* [EXTRACT]:
+-------+

Non-occupational exposure originating from pesticide residues in food, air and drinking water generally involves low doses and is chronic or semi-chronic. However, clear links between individual pesticides and individual health effects can only be shown in animal studies, but the doses used in these studies are far higher than the enforced legally pesticide limits [ 43 ].
Therefore, the risk to human health from these studies appears to be negligible.
The actual acute exposure, however, may be higher than that anticipated due to certain food preferences, residue variability between individual food items and the greater than average consumption of a particular food item only at one sitting [ 44 ]. As a result of pesticide use in or around the home, individuals can be exposed during the preparation and application of pesticides or even after the applications are completed, whereas delayed exposure can occur through inhalation of residual air concentrations or exposure to residues found on surfaces, clothing, bedding, food, dust, discarded pesticide containers, or application equipment [ 41 ].
Also, accidental poisoning with pesticides in the home is a possibility from pesticide use around the house or garden. Exposure is likely to occur from pesticide spills, improper use, or poor storage as a result of use without reading or accounting to the pesticide label. Pesticide mishandling such as transferring the products from their original packages into household containers and also the lack of compliance with instructions of the label can be also sources of exposure [ 42 ]. Risk assessment of pesticide impact on human health is not an easy and particularly accurate process because of differences in the periods and the levels of exposure, type of pesticides regarding toxicity , mixtures or cocktails used in the field, and the geographic and meteorological characteristics of the agricultural areas where pesticides are applied [ 45 , 46 ].
Such differences refer mainly to the people who prepare the mixtures in the field, the pesticide sprayers, and also the population that lives near the sprayed areas, pesticide storage facilities, greenhouses, or open fields.

+-------+

* [EXCERPTED RECORDS]:
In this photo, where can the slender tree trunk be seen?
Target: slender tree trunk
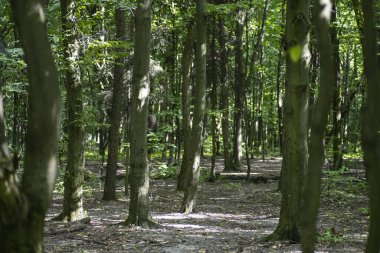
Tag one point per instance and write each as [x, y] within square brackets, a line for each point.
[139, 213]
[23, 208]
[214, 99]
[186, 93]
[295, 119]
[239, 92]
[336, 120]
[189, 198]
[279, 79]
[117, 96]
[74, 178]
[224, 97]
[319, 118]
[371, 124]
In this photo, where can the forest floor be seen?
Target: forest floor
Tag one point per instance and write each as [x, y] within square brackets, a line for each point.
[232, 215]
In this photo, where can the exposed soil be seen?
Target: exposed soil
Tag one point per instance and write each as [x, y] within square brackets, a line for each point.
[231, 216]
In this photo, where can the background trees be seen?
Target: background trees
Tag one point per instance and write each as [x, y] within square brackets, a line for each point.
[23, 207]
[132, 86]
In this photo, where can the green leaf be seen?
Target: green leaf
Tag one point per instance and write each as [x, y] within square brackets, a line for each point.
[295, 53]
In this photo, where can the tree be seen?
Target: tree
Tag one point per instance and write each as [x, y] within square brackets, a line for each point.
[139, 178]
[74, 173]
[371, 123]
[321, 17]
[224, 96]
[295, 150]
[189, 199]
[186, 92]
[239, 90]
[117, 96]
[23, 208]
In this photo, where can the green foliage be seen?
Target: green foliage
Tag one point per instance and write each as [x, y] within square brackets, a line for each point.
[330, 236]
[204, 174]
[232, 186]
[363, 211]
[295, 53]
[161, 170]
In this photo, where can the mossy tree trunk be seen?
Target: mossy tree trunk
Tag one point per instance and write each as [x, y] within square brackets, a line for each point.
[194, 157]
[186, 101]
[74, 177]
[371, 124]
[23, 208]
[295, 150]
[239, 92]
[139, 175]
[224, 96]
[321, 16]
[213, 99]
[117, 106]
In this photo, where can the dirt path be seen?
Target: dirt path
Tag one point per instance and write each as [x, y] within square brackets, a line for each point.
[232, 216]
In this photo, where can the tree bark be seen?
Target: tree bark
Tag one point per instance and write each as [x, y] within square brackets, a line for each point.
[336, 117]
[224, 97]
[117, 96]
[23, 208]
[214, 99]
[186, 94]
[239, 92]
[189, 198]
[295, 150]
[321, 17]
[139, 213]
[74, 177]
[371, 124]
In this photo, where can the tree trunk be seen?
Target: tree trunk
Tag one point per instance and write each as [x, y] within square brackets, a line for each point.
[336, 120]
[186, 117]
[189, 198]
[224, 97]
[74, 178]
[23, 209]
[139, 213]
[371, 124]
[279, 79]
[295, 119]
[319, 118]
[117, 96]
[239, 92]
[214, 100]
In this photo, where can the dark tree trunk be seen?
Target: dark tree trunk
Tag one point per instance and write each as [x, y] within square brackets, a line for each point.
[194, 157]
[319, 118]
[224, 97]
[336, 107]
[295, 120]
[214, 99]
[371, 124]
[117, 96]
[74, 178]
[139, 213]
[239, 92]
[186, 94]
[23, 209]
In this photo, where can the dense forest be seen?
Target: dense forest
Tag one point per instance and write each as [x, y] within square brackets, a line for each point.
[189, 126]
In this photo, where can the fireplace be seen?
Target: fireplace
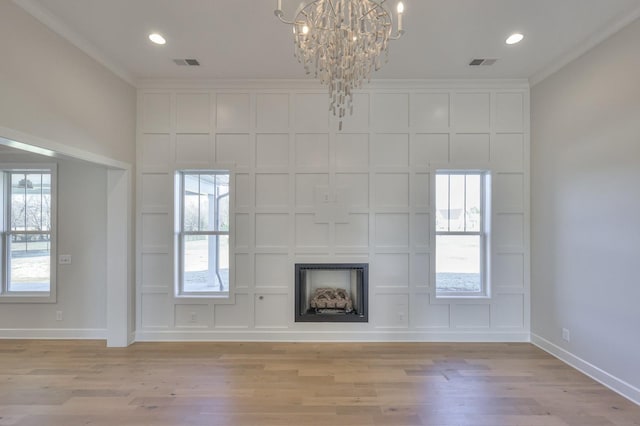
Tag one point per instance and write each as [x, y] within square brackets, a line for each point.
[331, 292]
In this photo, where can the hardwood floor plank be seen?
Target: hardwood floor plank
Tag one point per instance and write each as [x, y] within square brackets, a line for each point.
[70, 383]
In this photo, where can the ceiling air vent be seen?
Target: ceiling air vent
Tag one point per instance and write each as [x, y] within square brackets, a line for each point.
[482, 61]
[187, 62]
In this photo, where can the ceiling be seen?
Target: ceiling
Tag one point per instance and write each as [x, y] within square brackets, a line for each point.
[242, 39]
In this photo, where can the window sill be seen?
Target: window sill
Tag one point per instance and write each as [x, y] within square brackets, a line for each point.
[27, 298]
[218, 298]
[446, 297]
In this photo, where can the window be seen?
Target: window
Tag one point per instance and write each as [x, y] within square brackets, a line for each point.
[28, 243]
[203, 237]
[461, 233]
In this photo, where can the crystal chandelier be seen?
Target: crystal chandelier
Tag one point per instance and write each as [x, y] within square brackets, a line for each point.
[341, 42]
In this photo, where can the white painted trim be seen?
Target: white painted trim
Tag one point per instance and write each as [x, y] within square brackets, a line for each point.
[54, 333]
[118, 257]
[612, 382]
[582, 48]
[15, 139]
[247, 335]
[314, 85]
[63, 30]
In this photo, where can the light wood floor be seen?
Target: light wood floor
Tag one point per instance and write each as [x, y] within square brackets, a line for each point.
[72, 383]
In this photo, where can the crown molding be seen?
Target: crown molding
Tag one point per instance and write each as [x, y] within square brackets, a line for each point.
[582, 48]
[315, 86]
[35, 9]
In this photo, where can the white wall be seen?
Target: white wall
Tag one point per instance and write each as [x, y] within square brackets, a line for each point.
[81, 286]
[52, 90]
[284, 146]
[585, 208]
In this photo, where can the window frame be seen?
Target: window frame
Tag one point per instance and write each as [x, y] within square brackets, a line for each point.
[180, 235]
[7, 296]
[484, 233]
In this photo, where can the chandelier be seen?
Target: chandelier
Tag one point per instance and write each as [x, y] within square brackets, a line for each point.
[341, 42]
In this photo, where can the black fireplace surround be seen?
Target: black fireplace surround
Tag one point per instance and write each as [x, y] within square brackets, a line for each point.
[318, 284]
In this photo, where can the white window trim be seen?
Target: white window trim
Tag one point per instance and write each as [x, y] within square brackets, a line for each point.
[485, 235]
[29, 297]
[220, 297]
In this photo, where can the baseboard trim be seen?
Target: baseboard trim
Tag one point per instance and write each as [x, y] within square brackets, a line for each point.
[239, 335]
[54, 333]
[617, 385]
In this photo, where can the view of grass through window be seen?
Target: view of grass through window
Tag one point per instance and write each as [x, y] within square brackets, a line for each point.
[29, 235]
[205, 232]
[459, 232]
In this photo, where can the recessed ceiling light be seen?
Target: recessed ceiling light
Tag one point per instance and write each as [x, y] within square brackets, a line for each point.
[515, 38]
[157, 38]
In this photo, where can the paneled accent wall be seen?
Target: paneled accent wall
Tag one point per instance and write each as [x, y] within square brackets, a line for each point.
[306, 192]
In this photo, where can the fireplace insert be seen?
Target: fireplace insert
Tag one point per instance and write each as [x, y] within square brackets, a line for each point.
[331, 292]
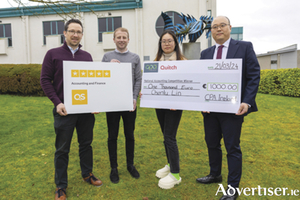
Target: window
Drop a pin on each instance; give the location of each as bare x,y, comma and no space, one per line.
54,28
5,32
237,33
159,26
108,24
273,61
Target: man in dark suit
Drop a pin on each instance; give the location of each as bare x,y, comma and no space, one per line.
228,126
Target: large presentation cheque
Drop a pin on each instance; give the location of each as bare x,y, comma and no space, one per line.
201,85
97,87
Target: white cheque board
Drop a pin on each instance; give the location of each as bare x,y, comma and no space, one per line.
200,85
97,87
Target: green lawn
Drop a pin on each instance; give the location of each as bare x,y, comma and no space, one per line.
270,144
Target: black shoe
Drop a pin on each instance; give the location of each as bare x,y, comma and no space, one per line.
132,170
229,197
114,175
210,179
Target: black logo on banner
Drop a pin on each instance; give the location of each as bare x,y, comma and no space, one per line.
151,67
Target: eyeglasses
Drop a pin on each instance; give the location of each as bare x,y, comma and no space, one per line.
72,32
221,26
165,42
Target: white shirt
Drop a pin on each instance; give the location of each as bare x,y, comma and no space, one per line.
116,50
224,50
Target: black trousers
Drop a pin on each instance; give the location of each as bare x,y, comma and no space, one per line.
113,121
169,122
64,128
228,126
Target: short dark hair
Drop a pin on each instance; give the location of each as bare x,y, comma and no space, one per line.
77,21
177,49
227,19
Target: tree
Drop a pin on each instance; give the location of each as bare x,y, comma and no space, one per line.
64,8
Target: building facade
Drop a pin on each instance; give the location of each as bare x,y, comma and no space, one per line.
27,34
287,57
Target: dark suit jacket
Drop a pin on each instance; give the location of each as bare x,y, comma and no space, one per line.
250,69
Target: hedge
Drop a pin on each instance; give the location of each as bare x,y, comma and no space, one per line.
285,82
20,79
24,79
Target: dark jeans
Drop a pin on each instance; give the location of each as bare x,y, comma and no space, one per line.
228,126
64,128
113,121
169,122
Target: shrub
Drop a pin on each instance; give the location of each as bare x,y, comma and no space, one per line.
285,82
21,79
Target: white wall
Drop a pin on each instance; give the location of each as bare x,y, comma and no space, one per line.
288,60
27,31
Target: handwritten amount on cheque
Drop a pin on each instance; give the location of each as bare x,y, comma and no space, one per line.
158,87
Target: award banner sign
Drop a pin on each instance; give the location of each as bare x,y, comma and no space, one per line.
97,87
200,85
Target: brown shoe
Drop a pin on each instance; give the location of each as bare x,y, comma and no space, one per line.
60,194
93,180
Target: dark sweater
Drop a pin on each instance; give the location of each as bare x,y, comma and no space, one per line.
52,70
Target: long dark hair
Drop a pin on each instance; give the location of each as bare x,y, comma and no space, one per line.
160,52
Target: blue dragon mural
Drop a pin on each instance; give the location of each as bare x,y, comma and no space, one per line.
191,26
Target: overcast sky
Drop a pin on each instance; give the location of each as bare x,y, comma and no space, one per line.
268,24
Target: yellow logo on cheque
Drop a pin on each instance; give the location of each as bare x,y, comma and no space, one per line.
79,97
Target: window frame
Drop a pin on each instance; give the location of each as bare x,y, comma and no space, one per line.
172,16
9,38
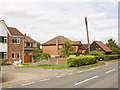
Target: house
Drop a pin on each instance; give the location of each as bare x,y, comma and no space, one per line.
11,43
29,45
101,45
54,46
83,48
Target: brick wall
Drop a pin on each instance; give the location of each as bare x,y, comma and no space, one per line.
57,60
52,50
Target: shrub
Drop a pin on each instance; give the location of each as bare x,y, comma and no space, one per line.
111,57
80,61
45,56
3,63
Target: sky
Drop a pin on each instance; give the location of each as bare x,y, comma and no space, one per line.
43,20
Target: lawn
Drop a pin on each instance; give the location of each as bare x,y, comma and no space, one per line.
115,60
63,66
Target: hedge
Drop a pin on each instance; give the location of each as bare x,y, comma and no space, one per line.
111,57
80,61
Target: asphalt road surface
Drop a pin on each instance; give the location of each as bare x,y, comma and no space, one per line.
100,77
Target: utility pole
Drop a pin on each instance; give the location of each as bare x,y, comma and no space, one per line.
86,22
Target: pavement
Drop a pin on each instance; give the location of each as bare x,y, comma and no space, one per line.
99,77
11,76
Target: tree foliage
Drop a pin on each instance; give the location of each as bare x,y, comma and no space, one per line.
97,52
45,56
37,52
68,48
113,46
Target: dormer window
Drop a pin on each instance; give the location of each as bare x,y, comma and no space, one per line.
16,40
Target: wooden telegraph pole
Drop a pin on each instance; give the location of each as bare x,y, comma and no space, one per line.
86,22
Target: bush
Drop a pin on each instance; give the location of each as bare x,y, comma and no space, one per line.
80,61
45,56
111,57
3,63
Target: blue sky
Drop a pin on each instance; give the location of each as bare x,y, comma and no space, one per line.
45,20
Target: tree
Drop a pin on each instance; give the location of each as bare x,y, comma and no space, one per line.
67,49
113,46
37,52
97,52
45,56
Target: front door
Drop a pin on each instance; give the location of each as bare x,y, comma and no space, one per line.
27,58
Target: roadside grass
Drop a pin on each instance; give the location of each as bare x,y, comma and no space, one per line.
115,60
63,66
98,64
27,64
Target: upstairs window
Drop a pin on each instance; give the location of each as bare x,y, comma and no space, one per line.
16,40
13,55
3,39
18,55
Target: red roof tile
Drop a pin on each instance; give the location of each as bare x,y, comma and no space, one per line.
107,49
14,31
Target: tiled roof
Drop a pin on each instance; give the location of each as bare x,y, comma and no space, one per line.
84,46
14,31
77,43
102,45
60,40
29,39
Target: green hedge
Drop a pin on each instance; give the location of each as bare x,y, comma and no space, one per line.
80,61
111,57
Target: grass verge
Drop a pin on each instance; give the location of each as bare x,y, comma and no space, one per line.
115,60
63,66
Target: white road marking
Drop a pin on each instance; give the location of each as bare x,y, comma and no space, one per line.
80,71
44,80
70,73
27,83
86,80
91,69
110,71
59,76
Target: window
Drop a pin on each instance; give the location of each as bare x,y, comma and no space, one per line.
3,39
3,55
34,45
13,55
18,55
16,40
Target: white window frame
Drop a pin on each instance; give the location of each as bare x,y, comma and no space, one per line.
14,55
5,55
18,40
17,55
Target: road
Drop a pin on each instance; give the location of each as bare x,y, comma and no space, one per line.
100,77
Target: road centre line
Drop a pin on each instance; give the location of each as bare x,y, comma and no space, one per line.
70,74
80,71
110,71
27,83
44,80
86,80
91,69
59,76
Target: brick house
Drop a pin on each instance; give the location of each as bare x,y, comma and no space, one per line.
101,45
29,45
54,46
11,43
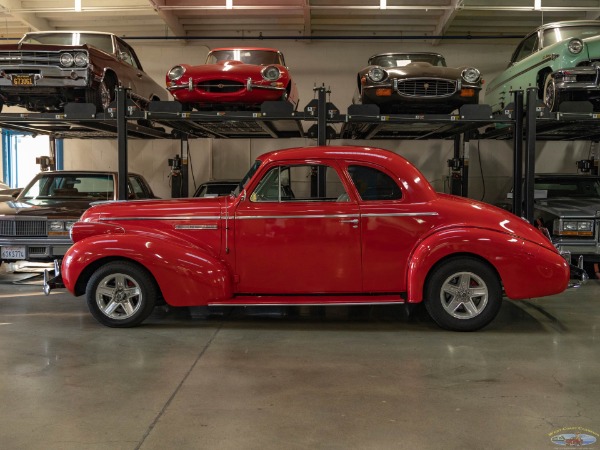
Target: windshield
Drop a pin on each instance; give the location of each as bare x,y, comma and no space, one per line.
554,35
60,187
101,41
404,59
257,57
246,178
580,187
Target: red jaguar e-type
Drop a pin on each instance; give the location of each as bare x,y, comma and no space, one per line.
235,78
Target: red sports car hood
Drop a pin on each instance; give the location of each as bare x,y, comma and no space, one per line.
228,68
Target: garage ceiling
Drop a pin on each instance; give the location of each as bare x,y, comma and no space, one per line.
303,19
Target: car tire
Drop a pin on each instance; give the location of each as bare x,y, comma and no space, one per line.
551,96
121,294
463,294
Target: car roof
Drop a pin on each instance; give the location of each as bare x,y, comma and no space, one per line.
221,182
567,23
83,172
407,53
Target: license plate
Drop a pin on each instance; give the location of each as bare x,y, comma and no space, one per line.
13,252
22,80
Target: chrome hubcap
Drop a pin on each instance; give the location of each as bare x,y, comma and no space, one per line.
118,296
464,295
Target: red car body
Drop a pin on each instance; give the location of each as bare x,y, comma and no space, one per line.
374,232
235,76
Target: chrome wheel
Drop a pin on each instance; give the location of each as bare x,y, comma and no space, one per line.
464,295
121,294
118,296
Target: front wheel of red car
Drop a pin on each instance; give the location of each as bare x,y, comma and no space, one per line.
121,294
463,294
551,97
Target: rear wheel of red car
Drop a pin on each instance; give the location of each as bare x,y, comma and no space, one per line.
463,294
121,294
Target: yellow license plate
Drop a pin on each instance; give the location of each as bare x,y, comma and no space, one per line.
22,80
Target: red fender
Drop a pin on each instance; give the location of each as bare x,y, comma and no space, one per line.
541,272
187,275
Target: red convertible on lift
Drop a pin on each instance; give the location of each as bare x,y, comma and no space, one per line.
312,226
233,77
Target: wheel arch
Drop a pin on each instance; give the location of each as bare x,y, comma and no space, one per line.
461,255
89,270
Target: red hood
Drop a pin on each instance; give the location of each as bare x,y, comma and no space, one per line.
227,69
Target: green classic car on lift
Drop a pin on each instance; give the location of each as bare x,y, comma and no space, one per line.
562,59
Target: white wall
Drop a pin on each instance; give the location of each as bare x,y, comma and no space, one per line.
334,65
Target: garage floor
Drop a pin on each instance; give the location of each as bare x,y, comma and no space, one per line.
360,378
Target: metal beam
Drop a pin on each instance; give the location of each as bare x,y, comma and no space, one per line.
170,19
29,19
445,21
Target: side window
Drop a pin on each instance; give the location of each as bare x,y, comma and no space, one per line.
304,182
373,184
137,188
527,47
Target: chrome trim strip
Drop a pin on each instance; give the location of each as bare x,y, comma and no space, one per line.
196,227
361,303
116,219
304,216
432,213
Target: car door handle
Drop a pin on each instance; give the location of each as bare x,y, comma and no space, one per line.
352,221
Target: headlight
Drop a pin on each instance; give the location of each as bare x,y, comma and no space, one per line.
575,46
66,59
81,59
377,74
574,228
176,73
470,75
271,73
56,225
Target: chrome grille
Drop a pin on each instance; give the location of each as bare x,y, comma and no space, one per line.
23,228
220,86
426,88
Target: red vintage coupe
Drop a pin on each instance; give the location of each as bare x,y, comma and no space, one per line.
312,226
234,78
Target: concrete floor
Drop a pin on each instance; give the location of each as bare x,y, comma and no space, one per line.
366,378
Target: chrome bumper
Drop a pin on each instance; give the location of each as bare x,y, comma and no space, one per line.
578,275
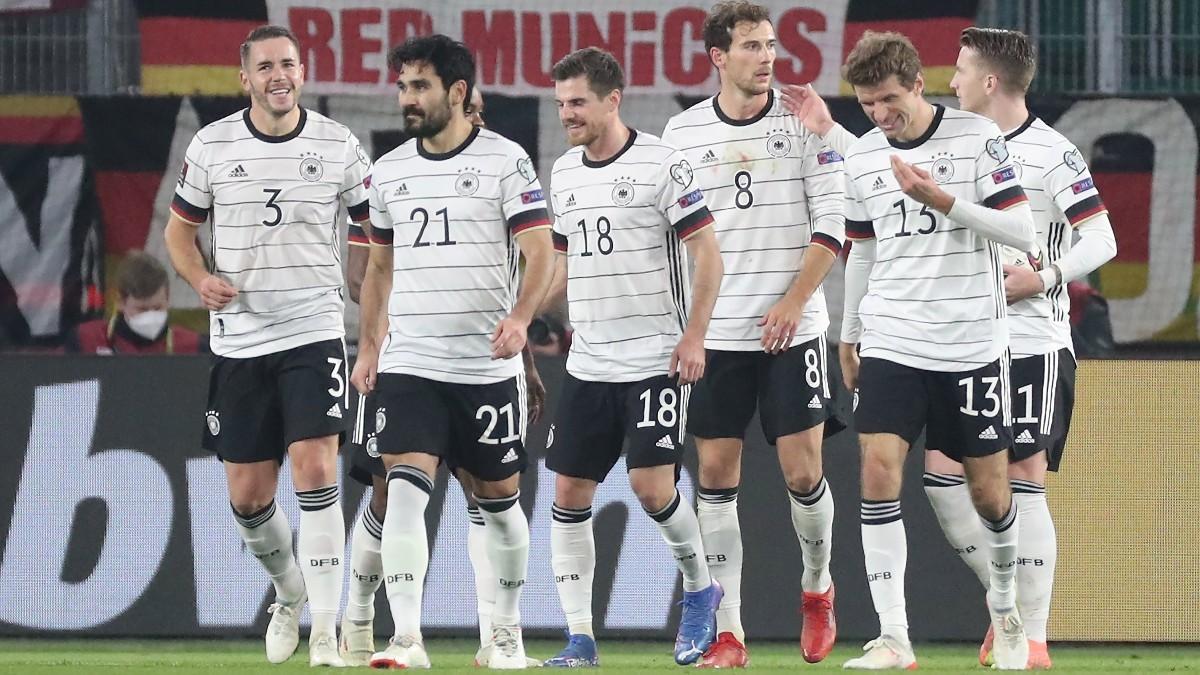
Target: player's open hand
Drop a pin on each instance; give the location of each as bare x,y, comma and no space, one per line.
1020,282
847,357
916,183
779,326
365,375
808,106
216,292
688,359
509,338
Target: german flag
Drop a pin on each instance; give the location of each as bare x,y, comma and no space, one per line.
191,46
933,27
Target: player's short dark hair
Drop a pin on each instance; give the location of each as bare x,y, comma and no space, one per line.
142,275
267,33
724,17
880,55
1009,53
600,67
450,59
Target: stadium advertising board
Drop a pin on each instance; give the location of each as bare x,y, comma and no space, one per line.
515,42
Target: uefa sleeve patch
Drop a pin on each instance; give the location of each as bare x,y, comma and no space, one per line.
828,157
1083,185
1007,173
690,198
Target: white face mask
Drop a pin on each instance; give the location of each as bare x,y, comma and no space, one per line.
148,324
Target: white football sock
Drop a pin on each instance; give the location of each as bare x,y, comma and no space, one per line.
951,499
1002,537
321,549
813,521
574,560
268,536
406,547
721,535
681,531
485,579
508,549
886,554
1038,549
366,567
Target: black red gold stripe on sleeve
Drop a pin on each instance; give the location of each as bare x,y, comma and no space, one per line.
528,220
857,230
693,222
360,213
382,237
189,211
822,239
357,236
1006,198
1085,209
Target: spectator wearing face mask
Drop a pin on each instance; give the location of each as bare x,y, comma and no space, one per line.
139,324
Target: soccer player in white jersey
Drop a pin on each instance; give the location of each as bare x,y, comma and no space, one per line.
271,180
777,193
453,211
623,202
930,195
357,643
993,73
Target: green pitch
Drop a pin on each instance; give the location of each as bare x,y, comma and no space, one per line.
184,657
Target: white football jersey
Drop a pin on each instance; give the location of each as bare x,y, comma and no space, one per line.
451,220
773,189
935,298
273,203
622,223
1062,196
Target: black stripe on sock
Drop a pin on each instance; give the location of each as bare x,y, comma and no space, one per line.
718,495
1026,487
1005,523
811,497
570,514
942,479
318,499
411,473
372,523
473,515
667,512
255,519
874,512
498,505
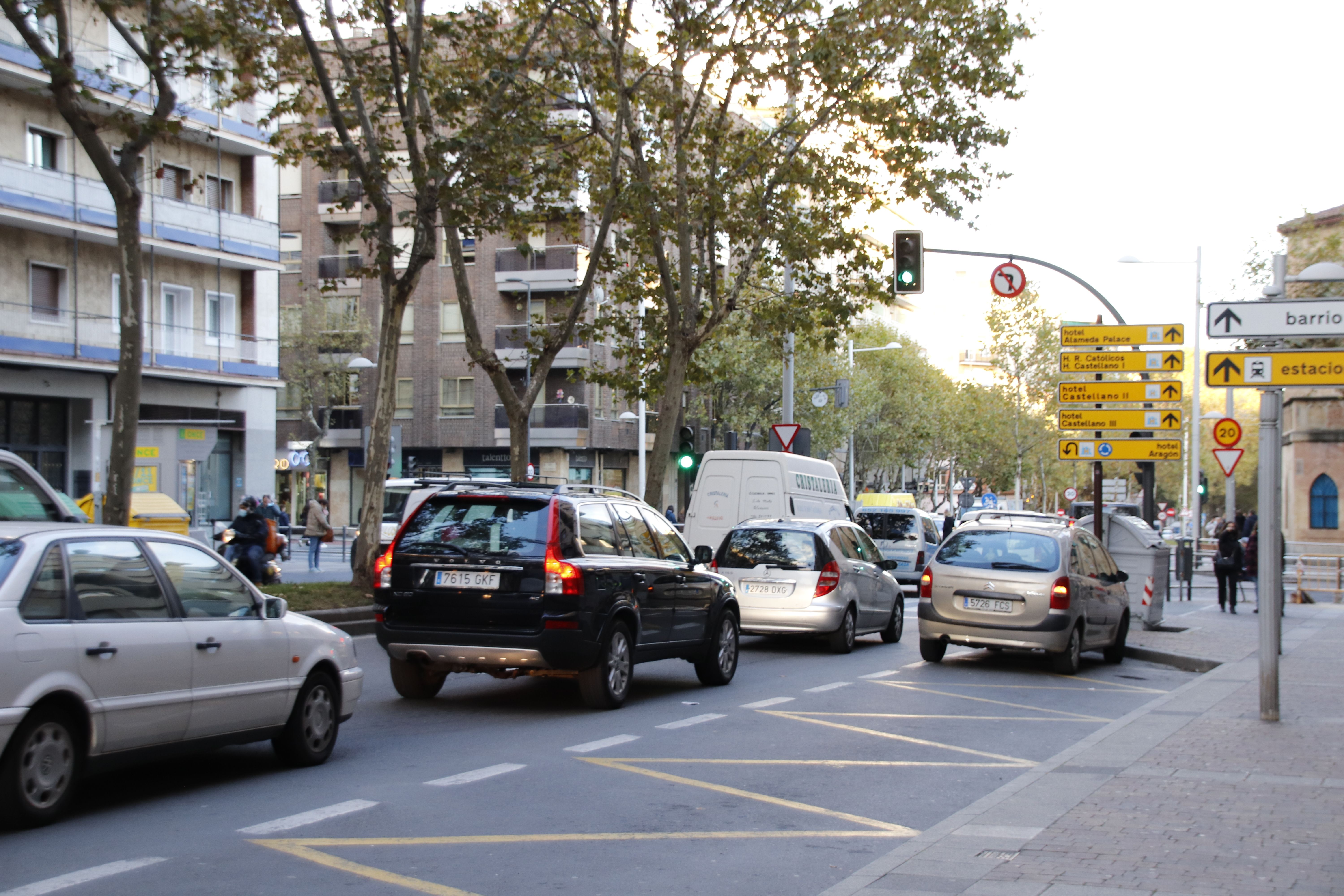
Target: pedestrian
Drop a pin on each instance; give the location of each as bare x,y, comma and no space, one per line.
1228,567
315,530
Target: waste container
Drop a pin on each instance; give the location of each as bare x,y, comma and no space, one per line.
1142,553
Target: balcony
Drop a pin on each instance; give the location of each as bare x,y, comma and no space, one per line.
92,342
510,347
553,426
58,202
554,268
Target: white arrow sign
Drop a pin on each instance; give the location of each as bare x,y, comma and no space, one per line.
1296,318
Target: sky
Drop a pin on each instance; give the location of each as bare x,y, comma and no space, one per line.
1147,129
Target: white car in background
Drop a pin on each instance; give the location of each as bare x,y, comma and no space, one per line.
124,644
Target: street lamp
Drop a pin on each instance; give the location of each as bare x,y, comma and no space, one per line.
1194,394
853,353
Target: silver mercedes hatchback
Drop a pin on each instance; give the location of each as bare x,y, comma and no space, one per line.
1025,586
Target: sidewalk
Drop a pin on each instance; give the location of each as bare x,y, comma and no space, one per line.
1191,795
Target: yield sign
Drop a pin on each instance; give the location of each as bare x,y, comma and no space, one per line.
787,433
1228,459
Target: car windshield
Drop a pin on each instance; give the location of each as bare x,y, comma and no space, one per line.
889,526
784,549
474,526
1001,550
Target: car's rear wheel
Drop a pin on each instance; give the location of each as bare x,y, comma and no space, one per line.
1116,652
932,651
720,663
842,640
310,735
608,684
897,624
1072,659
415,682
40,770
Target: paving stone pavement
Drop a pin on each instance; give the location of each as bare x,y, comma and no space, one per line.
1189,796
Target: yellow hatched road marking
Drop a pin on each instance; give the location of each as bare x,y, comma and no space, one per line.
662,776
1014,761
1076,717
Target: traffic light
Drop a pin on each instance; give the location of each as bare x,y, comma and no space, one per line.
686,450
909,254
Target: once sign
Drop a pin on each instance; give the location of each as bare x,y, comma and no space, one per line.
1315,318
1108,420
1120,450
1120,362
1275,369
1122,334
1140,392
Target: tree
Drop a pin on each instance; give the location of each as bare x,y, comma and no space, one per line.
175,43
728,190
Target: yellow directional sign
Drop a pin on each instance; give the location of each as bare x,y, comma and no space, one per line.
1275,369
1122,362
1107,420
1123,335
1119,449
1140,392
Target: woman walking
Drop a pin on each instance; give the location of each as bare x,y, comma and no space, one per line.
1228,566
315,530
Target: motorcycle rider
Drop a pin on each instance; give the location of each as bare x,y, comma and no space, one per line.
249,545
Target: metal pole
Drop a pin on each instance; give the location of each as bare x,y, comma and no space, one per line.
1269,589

+-------+

* [TASK ITEM]: According to the pesticide text, what kind of studies can show clear links between individual pesticides and individual health effects?

* [OUTPUT]: Animal studies.